**Extrait du document**
- - - - - - -

Revue Harfang N°41, novembre 2012
Le N°41 de la revue Harfang (novembre 2012) est largement consacré aux prix 2012 de la nouvelle. Didier Daeninckx bien sûr, prix Goncourt de la nouvelle cette année. Lunatik, prix inter’halles. Marie Pontacq, prix de la nouvelle de la ville d’Angers (organisé par la revue Harfang) pour son recueil « coup de sang sous les flamboyants ».
Aussi ce N° commence par des entretiens et une nouvelle de chacun des trois.
Dans l’entretien avec Marie Pontacq, cette dernière dit : « un roman c’est encore trop construit, trop mental. » Il y a dans cette réflexion la source et l’identité particulière de la nouvelle, dont on sait, par les plus grands écrivains, qu’elle est un genre à part entière en littérature. Une nouvelle ne peut être que forte, naturelle, évidente. La brièveté oblige évidemment à ce que Freud aurait appelé : déplacement et condensation – concepts que Freud applique au rêve, et il est intéressant de se demander les liens énonciatifs qui existent entre la structure du rêve et celle d’une nouvelle. Morceaux de réel, substitutions symboliques, concentration des signifiants, que de convergences !

- - - - - - -

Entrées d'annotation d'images
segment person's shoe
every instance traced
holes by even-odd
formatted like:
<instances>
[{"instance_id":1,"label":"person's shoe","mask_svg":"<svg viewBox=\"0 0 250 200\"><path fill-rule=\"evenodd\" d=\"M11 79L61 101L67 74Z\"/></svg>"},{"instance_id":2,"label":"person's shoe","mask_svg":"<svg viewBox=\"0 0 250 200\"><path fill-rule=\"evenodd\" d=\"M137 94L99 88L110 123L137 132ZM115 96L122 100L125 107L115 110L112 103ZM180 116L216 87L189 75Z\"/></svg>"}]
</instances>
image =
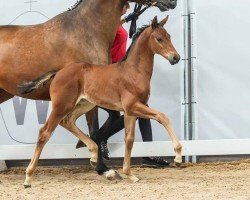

- - - - - - -

**Objectif 1**
Reproduisez, tel qu'il figure dans l'extrait sur la revue Harfang, le passage qui s'ouvre sur les mots contenant "Revue Harfang N°41, novembre" et se termine par "chacun des trois.".
**Objectif 2**
D'après l'extrait sur la revue Harfang, qui organise le prix de la nouvelle de la ville d'Angers ?

**Réponse rédigée 1**
Revue Harfang N°41, novembre 2012
Le N°41 de la revue Harfang (novembre 2012) est largement consacré aux prix 2012 de la nouvelle. Didier Daeninckx bien sûr, prix Goncourt de la nouvelle cette année. Lunatik, prix inter’halles. Marie Pontacq, prix de la nouvelle de la ville d’Angers (organisé par la revue Harfang) pour son recueil « coup de sang sous les flamboyants ».
Aussi ce N° commence par des entretiens et une nouvelle de chacun des trois.

**Réponse rédigée 2**
La revue Harfang.